La violencia y el abuso, los daños y las pérdidas: esos son los hilos que entrelazan todas las historias de las residentes de la casa. María Norma Ruiz Sánchez, de 65 años, fue violada a los 9 cuando iba caminando de regreso a su casa de la escuela en el estado de Jalisco. Todavía se nota la cicatriz en su pierna izquierda de cuando le quitaron a la fuerza el uniforme.
Huyó de casa a los 14 años para escapar de un hermano abusivo. Un camionero la llevó hasta San Francisco, donde pasó su cumpleaños 15 sola en una habitación rentada comiendo pollo y tomando cerveza.
Poco tiempo después regresó a México. A los 16, tuvo al primero de sus cuatro hijos. Trabajó en el campo, fue dueña de un cabaret, en algún momento fue luchadora profesional y tuvo muchos amantes pero un solo amor. Intentó suicidarse en cuatro ocasiones; la última vez fue en una habitación de hotel en el Bar Nebraska, en las afueras de Guadalajara.

────────────────

INSTRUCCIONES:
(1) Indica si cada afirmación coincide con el fragmento proporcionado y cita las palabras que lo deciden: (a) María Norma Ruiz Sánchez tiene 65 años. (b) Pasó su cumpleaños 15 en Guadalajara. (c) Tuvo cuatro hijos.
(2) Enumera en orden de aparición todos los estados, ciudades y países que nombra el fragmento proporcionado.

(Entradas de etiquetado de posición de objetos)

────────────────

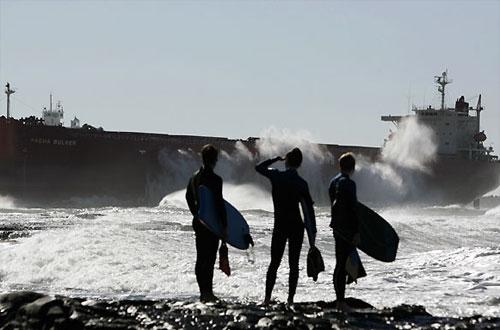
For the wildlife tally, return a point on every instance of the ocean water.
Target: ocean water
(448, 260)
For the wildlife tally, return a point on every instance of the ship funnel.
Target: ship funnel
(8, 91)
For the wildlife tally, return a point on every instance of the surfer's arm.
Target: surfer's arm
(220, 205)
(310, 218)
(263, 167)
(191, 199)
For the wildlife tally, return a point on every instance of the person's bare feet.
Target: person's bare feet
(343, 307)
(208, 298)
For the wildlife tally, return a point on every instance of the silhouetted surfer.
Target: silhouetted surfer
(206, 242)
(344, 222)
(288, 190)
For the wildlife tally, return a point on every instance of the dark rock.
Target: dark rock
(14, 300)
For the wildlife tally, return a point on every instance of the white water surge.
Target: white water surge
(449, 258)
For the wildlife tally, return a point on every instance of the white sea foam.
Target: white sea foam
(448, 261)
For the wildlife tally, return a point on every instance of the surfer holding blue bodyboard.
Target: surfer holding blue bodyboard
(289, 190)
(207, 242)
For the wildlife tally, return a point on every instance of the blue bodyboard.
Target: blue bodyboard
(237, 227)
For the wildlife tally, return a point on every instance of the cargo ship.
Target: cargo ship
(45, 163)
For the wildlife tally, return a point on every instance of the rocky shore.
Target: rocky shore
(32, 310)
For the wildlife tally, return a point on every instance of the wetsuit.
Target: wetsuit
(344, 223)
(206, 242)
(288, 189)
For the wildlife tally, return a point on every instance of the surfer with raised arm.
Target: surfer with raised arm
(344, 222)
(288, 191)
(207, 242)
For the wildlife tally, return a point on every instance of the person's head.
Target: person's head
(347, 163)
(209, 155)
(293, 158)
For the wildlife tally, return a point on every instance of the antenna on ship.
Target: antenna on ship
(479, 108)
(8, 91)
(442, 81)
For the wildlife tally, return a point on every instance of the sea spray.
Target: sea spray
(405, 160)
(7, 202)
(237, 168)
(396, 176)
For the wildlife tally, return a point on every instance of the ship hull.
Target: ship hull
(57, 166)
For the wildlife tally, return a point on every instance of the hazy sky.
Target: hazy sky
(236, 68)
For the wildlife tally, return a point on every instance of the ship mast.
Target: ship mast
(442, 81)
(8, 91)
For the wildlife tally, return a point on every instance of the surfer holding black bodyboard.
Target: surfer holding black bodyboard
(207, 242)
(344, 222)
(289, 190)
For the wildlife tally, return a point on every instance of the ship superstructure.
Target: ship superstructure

────────────────

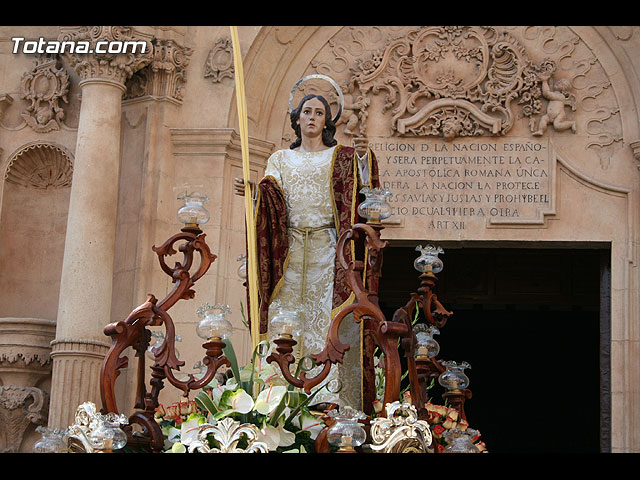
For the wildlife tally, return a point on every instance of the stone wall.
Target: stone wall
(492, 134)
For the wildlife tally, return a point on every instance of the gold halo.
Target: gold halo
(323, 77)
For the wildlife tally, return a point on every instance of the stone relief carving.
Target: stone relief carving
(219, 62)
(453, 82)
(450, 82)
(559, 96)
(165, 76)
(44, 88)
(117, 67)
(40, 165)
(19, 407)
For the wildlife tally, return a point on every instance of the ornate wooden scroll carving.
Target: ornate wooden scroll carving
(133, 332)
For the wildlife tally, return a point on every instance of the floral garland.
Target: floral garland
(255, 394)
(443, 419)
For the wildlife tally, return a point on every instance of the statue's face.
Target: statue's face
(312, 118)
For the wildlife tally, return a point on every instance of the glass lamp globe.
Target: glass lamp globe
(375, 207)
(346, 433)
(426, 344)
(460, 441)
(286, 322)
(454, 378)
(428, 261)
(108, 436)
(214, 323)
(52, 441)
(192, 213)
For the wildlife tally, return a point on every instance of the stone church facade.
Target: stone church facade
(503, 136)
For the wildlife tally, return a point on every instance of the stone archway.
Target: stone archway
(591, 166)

────────────────

SOLUCIONES DESARROLLADAS:
(1)
(a) Sí: "María Norma Ruiz Sánchez, de 65 años".
(b) No: "Un camionero la llevó hasta San Francisco, donde pasó su cumpleaños 15 sola en una habitación rentada".
(c) Sí: "tuvo al primero de sus cuatro hijos".

(2) Jalisco, San Francisco, México y Guadalajara.